PASSAGE SHOWN -

# # # # #

Carli notes, "I like using whole wheat pizza dough here, not only for the heartier taste, but because it is a nutritious and wholesome alternative to traditional pizza dough." In this recipe, Carli uses part all-purpose flour and part whole wheat flour, which retains the bran and germ, offering higher fiber content and essential nutrients.

Add the sauce, cheese, and toppings

Once the hour has elapsed, remove the dish towel from the bowl and punch down the dough. Roll the dough out onto a floured surface and split it into 2 equal pieces. Then, form each piece into a rounded dough ball. Allow to rest for 10 minutes. In the meantime, preheat the oven to 425 F.

Next, store one dough ball away, perhaps in the freezer as Carli suggests. Then, spread the other one in a pizza pan that has been sprayed with nonstick cooking spray. Carli adds, "It's crucial you spray the pizza pan with nonstick cooking spray. Trust me!" Next, spoon the sauce onto the pie, and smooth it out evenly, before sprinkling on the shredded cheese. Lastly, add the assortment of veggies on top of the pizza.

Bake and drizzle with chili onion crisp

Bake the pizza in the preheated oven for 12 minutes. Then, remove it and drizzle the chili onion crisp on top. Carli tells us, "If you aren't familiar with chili onion crisp, it is an aromatic and fiery blend of fried onions, red chili peppers, and various savory spices, resulting in a rich and crispy texture." This condiment boasts layers of taste: the sweetness of the onions, the intense heat from the chili peppers, and the crispy texture adds a satisfying crunch to any dish, but especially to this pizza. While not overly spicy, if you are spice-averse, we'd recommend drizzling on less than recommended. You can always add more if you need it.

Allow the pizza to cool for at least 15 minutes, before slicing and serving.

Whole Wheat Summer Vegetable Pizza Recipe
5 from 39 ratings
Crafted with a rustic whole wheat crust, this recipe elevates the classic pizza to new heights by showcasing the season's bountiful harvest of vegetables.

# # # # #

EXTRACTED INFORMATION -

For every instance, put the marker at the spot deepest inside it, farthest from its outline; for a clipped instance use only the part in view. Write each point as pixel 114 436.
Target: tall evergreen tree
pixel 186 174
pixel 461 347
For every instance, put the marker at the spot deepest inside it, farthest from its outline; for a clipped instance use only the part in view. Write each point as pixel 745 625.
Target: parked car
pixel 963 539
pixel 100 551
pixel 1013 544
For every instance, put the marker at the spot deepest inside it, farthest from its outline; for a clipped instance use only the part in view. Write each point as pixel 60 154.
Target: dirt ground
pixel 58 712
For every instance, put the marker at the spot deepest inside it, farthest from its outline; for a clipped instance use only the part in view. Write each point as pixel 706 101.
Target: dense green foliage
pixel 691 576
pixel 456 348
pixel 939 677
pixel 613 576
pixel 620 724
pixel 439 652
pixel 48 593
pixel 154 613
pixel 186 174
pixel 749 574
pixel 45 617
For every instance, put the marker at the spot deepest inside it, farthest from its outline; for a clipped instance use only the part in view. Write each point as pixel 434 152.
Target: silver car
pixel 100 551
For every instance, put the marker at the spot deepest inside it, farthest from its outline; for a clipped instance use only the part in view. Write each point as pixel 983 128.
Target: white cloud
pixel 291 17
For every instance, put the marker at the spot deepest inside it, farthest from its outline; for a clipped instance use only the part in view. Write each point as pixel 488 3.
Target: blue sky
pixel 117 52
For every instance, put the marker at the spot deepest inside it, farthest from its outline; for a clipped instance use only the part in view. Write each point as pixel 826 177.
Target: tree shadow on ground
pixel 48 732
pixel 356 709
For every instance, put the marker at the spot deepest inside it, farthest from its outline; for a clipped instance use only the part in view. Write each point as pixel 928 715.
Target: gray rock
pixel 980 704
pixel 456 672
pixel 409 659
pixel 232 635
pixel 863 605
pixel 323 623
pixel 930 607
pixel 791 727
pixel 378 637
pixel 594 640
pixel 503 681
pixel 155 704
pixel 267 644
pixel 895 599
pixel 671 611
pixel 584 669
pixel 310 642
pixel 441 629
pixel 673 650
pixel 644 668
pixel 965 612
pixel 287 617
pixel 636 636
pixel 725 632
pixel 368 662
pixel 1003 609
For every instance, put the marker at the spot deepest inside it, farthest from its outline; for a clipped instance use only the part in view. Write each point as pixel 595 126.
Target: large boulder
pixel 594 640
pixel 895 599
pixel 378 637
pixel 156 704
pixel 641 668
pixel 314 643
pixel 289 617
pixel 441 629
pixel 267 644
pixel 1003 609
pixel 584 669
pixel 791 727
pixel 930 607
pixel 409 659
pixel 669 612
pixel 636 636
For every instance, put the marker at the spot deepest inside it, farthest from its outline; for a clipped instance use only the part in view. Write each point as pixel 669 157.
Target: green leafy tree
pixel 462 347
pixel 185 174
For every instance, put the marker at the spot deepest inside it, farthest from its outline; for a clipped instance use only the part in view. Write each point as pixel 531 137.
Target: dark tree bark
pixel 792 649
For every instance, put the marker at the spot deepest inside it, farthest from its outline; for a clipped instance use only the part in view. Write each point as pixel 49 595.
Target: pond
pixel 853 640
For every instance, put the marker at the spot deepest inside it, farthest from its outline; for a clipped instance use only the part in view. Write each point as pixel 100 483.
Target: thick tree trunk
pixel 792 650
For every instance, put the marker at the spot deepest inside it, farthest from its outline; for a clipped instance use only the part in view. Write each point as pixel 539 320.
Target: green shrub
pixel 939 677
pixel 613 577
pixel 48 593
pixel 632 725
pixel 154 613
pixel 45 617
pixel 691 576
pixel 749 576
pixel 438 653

# # # # #

REQUIRED ACTION - According to the pizza recipe, how long should the baked pizza cool before it is sliced and served?

OUTPUT OF THE TASK - At least 15 minutes.